| THE REQUEST |
Duplicate the material below verbatim, from the line containing "find tree |" through the final line, inclusive.

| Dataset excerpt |
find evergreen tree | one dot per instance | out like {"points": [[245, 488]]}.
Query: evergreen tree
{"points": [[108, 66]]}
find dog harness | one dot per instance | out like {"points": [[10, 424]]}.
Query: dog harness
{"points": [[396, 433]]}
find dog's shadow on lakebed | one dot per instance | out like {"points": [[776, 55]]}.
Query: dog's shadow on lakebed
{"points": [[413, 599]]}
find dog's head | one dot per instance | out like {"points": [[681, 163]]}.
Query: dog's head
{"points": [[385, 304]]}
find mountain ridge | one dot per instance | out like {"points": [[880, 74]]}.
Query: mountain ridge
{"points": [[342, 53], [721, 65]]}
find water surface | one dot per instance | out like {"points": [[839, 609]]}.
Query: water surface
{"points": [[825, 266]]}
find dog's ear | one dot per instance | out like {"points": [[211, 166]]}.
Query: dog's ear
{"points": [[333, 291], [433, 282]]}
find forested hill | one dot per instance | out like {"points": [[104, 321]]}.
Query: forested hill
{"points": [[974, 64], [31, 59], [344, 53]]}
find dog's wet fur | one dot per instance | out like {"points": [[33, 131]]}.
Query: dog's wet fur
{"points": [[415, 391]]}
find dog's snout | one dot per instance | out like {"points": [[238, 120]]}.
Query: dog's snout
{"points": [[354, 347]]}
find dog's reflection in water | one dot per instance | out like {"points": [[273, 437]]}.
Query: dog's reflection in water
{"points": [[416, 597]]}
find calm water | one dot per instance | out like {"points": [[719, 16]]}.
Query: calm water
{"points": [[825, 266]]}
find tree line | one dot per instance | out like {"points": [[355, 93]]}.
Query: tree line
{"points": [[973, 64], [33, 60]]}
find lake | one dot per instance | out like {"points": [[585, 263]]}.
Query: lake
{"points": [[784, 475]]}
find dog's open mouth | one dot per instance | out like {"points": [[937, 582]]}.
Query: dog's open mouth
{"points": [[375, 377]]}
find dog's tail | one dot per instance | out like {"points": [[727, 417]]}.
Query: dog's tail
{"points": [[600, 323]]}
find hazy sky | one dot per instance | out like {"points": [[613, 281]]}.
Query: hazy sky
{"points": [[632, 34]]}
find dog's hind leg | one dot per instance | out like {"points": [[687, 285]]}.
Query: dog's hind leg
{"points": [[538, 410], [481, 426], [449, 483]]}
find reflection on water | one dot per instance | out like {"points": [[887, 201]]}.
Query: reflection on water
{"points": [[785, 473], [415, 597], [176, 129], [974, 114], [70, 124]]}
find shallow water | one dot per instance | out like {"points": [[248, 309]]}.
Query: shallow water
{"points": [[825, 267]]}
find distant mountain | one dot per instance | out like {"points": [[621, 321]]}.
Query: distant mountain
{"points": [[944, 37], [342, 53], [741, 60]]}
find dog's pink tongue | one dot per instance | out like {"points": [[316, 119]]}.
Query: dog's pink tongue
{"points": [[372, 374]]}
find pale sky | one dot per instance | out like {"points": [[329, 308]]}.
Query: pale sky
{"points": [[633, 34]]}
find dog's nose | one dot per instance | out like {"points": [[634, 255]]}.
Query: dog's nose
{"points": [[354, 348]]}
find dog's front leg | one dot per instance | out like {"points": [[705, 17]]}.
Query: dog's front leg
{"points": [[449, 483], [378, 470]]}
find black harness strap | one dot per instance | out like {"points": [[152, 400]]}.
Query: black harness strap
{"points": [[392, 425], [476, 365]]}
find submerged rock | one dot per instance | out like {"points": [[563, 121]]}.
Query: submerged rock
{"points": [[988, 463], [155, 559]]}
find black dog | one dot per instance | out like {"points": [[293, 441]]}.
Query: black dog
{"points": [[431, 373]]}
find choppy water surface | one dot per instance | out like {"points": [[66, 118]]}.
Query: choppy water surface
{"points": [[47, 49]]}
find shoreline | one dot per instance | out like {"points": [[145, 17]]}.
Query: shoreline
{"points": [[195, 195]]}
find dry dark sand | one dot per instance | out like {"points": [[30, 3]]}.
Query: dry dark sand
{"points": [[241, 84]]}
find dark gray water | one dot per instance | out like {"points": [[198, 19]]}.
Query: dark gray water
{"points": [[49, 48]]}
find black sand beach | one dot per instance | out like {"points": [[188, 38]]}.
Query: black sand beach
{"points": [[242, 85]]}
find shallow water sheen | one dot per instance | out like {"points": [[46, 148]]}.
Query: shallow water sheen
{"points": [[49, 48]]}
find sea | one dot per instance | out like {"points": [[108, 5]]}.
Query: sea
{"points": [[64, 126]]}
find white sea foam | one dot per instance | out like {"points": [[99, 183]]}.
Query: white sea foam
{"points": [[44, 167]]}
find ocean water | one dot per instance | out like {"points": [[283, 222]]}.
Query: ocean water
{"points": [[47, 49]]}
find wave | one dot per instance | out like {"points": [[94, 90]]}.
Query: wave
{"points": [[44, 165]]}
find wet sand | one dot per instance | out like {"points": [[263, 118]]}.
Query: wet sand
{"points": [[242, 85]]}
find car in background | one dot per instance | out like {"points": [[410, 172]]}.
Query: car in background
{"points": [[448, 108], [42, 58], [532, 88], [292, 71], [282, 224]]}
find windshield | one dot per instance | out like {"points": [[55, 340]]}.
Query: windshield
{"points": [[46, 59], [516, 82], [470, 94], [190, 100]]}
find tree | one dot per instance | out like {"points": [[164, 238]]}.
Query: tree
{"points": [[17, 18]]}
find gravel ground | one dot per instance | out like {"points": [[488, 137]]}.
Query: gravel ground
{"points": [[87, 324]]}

| EXPECTED ANSWER |
find tree | one dot per instance | out like {"points": [[164, 238]]}.
Query: tree
{"points": [[17, 18]]}
find gravel ground | one dot per instance | out like {"points": [[488, 137]]}.
Query: gravel ground
{"points": [[87, 324]]}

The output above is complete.